• Written request: Recast all of the material below as a numbered list with no blank lines, and leave the pictures out.

::::::::

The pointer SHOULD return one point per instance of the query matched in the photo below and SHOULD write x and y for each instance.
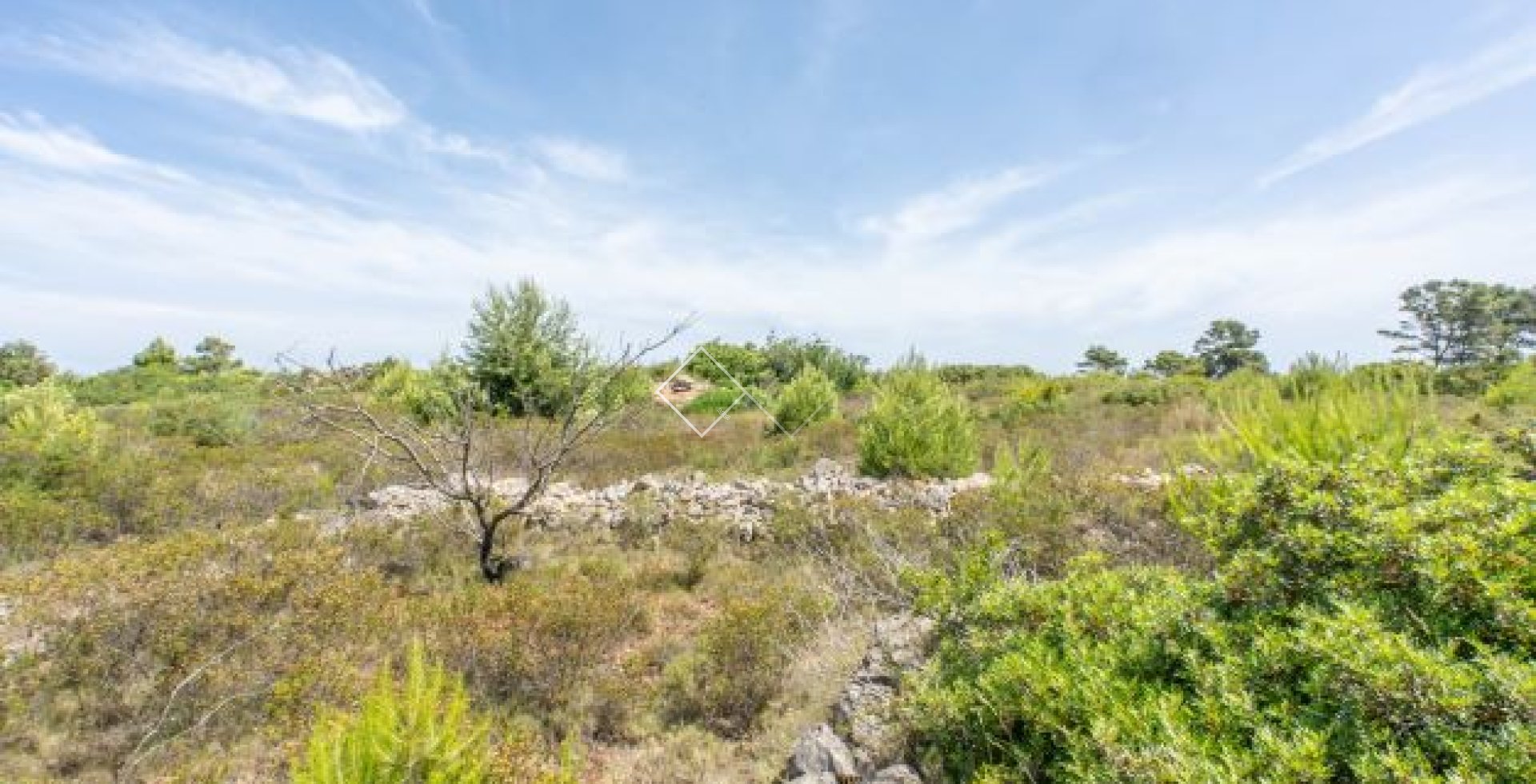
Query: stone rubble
(868, 743)
(1152, 480)
(747, 502)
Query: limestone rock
(821, 752)
(896, 775)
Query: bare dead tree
(455, 457)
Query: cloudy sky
(985, 180)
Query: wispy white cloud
(582, 158)
(956, 206)
(1432, 93)
(427, 13)
(286, 80)
(30, 137)
(277, 263)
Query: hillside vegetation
(1203, 569)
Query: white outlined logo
(746, 394)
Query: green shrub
(526, 351)
(1332, 418)
(1515, 390)
(1137, 392)
(206, 418)
(420, 730)
(810, 397)
(716, 400)
(424, 395)
(736, 667)
(1369, 620)
(45, 435)
(918, 426)
(731, 365)
(1469, 380)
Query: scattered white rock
(747, 503)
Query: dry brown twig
(455, 457)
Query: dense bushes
(918, 426)
(1517, 390)
(422, 730)
(738, 665)
(1329, 418)
(1369, 620)
(810, 397)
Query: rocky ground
(747, 505)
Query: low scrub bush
(1138, 392)
(538, 640)
(1515, 390)
(45, 437)
(918, 426)
(418, 730)
(1329, 420)
(424, 395)
(736, 667)
(206, 420)
(808, 398)
(714, 400)
(1370, 620)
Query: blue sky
(988, 180)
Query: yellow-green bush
(918, 426)
(418, 730)
(1369, 620)
(810, 397)
(1517, 390)
(736, 667)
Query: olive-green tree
(524, 350)
(1228, 346)
(23, 365)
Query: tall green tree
(524, 350)
(1228, 346)
(23, 365)
(212, 355)
(1170, 363)
(1455, 323)
(158, 354)
(790, 355)
(1103, 360)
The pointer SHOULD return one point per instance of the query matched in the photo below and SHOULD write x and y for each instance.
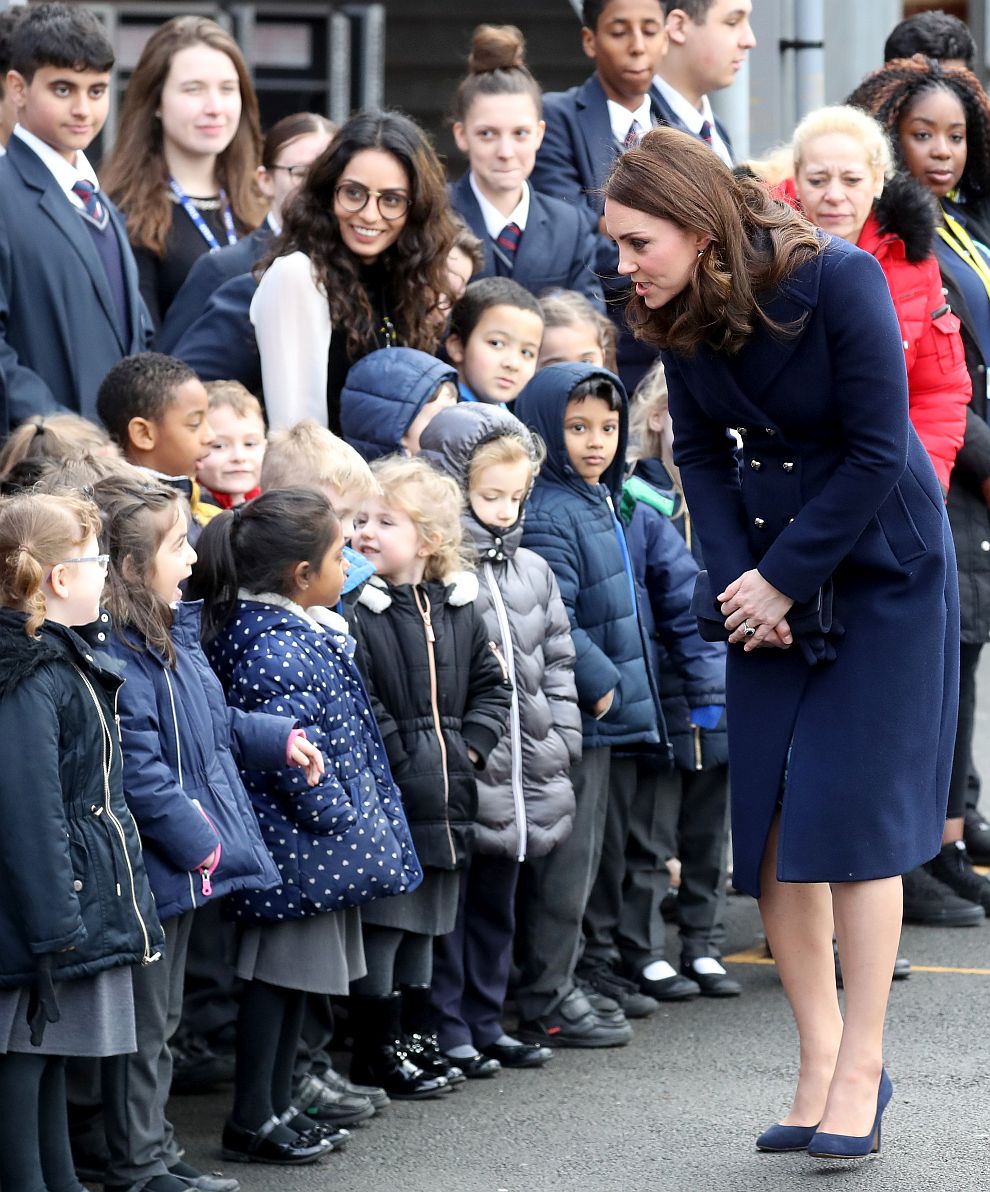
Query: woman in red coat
(845, 182)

::::::::

• Full answer:
1. The pointer SHOULD return one point per instance of the query matched in the photo below and SHOULD write x and y for each instance.
2. Query: stone rubble
3. (868, 743)
4. (1152, 480)
5. (747, 502)
6. Query: limestone rock
7. (821, 752)
8. (896, 775)
9. Query: bare dead tree
10. (455, 457)
11. Query: cloudy sky
12. (985, 180)
13. Query: wispy white cloud
14. (582, 158)
15. (956, 206)
16. (1432, 93)
17. (427, 13)
18. (286, 80)
19. (30, 137)
20. (277, 263)
21. Query: hillside vegetation
22. (1203, 569)
23. Query: white outlined logo
24. (746, 394)
25. Query: green shrub
26. (526, 351)
27. (1332, 418)
28. (1515, 390)
29. (1137, 392)
30. (206, 418)
31. (420, 730)
32. (810, 397)
33. (716, 400)
34. (424, 395)
35. (736, 667)
36. (1369, 620)
37. (45, 435)
38. (918, 426)
39. (731, 365)
40. (1469, 380)
41. Query: scattered white rock
42. (747, 503)
43. Query: dry brown twig
44. (455, 457)
45. Query: dense bushes
46. (918, 426)
47. (1517, 390)
48. (422, 730)
49. (738, 665)
50. (1329, 418)
51. (1369, 620)
52. (810, 397)
53. Query: rocky ground
54. (747, 505)
55. Query: low scrub bush
56. (1138, 392)
57. (538, 640)
58. (1515, 390)
59. (45, 437)
60. (918, 426)
61. (418, 730)
62. (1329, 420)
63. (424, 395)
64. (736, 667)
65. (206, 420)
66. (808, 398)
67. (714, 400)
68. (1370, 620)
69. Query: blue sky
70. (988, 180)
71. Query: yellow-green bush
72. (918, 426)
73. (418, 730)
74. (1369, 620)
75. (810, 397)
76. (1517, 390)
77. (736, 667)
78. Query: olive-green tree
79. (524, 350)
80. (1228, 346)
81. (23, 365)
82. Query: tall green tree
83. (524, 350)
84. (1228, 346)
85. (23, 365)
86. (212, 355)
87. (1170, 363)
88. (1455, 323)
89. (158, 354)
90. (790, 355)
91. (1103, 360)
92. The pointer SHOULD return one point per instance of the query matched in the photo below and SHOULD write x and y for each instance.
93. Query: woman in red coat
94. (845, 182)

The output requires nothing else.